═══ Given records

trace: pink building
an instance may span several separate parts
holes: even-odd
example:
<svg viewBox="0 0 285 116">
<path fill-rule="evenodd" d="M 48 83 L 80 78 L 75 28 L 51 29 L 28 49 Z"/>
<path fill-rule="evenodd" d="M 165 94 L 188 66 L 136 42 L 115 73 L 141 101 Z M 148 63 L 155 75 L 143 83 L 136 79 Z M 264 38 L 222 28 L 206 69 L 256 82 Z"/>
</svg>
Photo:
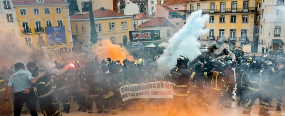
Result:
<svg viewBox="0 0 285 116">
<path fill-rule="evenodd" d="M 186 1 L 188 0 L 168 0 L 156 6 L 154 17 L 164 17 L 173 25 L 173 33 L 183 27 L 186 21 Z M 185 13 L 184 13 L 185 12 Z"/>
</svg>

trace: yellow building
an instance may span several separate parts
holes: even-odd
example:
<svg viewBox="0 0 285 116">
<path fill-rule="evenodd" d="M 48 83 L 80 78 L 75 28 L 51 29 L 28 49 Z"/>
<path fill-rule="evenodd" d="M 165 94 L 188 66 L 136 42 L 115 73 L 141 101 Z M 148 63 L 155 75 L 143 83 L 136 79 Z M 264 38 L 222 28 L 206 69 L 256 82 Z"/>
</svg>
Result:
<svg viewBox="0 0 285 116">
<path fill-rule="evenodd" d="M 253 42 L 253 47 L 255 42 L 258 42 L 258 37 L 255 37 L 258 34 L 254 34 L 254 29 L 258 23 L 256 17 L 260 14 L 257 13 L 258 1 L 260 0 L 189 0 L 187 3 L 187 13 L 190 15 L 202 10 L 203 14 L 210 16 L 205 28 L 209 31 L 200 36 L 201 44 L 208 46 L 226 40 L 233 47 Z"/>
<path fill-rule="evenodd" d="M 133 30 L 132 15 L 126 16 L 101 7 L 93 11 L 98 40 L 109 39 L 114 44 L 125 46 L 130 41 L 129 32 Z M 89 13 L 70 16 L 72 36 L 79 46 L 92 47 Z"/>
<path fill-rule="evenodd" d="M 52 52 L 53 54 L 59 55 L 71 51 L 73 44 L 68 16 L 69 3 L 61 0 L 12 1 L 16 16 L 15 19 L 23 44 L 37 50 L 38 55 L 42 54 L 41 47 L 43 46 L 46 47 L 48 53 Z M 60 28 L 62 30 L 61 32 L 55 35 L 62 41 L 53 42 L 54 40 L 50 39 L 53 37 L 48 37 L 50 32 L 47 31 L 47 29 L 56 27 L 63 27 L 65 29 Z M 63 37 L 64 35 L 65 38 Z"/>
</svg>

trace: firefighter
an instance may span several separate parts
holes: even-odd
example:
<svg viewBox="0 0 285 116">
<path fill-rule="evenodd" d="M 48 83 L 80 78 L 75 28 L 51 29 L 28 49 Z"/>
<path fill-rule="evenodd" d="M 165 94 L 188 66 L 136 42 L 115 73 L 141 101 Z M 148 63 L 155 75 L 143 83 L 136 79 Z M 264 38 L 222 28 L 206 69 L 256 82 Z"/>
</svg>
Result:
<svg viewBox="0 0 285 116">
<path fill-rule="evenodd" d="M 256 99 L 258 97 L 261 102 L 258 113 L 262 115 L 269 115 L 267 112 L 268 106 L 270 105 L 270 96 L 267 92 L 263 90 L 264 84 L 266 83 L 265 78 L 263 78 L 263 75 L 268 74 L 268 73 L 274 73 L 275 71 L 281 70 L 284 67 L 284 65 L 279 66 L 277 67 L 269 68 L 265 70 L 263 68 L 265 60 L 264 58 L 258 58 L 254 59 L 253 63 L 254 68 L 249 79 L 249 93 L 246 104 L 244 106 L 243 113 L 249 114 L 251 107 L 255 103 Z"/>
<path fill-rule="evenodd" d="M 32 74 L 34 77 L 36 77 L 41 72 L 48 74 L 44 70 L 39 68 L 36 65 L 35 61 L 30 61 L 27 64 L 27 68 Z M 47 75 L 41 78 L 33 84 L 36 89 L 30 89 L 24 90 L 24 93 L 36 93 L 38 95 L 40 103 L 40 106 L 42 113 L 44 116 L 61 116 L 60 113 L 52 105 L 53 97 L 52 89 L 50 85 L 50 78 Z"/>
<path fill-rule="evenodd" d="M 204 109 L 207 111 L 213 103 L 218 99 L 218 110 L 222 110 L 224 107 L 224 100 L 225 98 L 225 92 L 228 90 L 226 82 L 226 79 L 223 72 L 225 66 L 224 63 L 221 61 L 218 61 L 215 63 L 214 70 L 218 71 L 219 74 L 211 77 L 210 86 L 212 96 L 204 104 Z"/>
<path fill-rule="evenodd" d="M 241 75 L 239 75 L 237 79 L 238 81 L 237 91 L 238 92 L 238 95 L 240 97 L 238 107 L 241 105 L 242 107 L 244 107 L 246 102 L 247 97 L 246 96 L 246 93 L 245 92 L 248 87 L 248 78 L 251 73 L 249 67 L 249 64 L 246 62 L 244 62 L 241 65 Z"/>
<path fill-rule="evenodd" d="M 101 82 L 102 86 L 102 96 L 104 99 L 104 106 L 105 113 L 109 112 L 109 104 L 111 104 L 112 114 L 116 114 L 117 110 L 116 107 L 116 101 L 114 99 L 114 85 L 116 83 L 115 76 L 109 71 L 108 66 L 105 64 L 101 64 L 100 66 L 103 73 L 101 75 L 102 80 Z"/>
<path fill-rule="evenodd" d="M 87 110 L 85 94 L 86 79 L 83 77 L 83 75 L 85 74 L 83 70 L 81 69 L 78 60 L 73 62 L 75 70 L 75 74 L 73 77 L 73 84 L 75 86 L 73 89 L 75 91 L 76 102 L 79 107 L 78 111 L 82 110 L 82 112 L 86 112 Z"/>
<path fill-rule="evenodd" d="M 192 112 L 187 102 L 187 87 L 189 81 L 198 79 L 199 77 L 202 75 L 207 78 L 208 75 L 210 76 L 212 74 L 217 74 L 217 72 L 204 73 L 191 72 L 187 69 L 187 64 L 189 61 L 188 57 L 186 55 L 182 55 L 178 56 L 176 67 L 171 69 L 168 74 L 163 77 L 161 80 L 161 82 L 172 81 L 174 86 L 173 88 L 173 104 L 167 115 L 177 115 L 182 108 L 183 108 L 187 115 L 196 115 Z"/>
<path fill-rule="evenodd" d="M 87 82 L 86 87 L 88 90 L 87 109 L 88 113 L 93 113 L 93 103 L 95 102 L 97 112 L 102 112 L 103 99 L 102 96 L 102 89 L 100 83 L 101 73 L 97 70 L 97 65 L 94 65 L 91 60 L 89 60 L 85 68 Z"/>
</svg>

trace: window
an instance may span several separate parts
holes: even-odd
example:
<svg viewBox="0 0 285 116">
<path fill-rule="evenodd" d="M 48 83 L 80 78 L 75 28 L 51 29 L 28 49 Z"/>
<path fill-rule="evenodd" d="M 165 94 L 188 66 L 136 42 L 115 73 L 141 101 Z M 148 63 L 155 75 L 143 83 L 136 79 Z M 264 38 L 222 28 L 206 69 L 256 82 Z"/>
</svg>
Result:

══════

#### [What the task asks]
Copy out, character for character, the rows from the line with "trace: window" up to and including the last line of the rows.

#### [Complete answer]
trace: window
an instance may span several separate parts
holes: even-odd
example:
<svg viewBox="0 0 285 116">
<path fill-rule="evenodd" d="M 48 83 L 80 78 L 75 28 L 51 29 L 28 49 Z"/>
<path fill-rule="evenodd" d="M 165 94 L 188 66 L 136 42 L 115 73 L 141 101 Z M 148 63 L 155 75 L 143 83 L 136 79 Z M 264 38 L 222 28 L 206 69 L 256 82 Z"/>
</svg>
Result:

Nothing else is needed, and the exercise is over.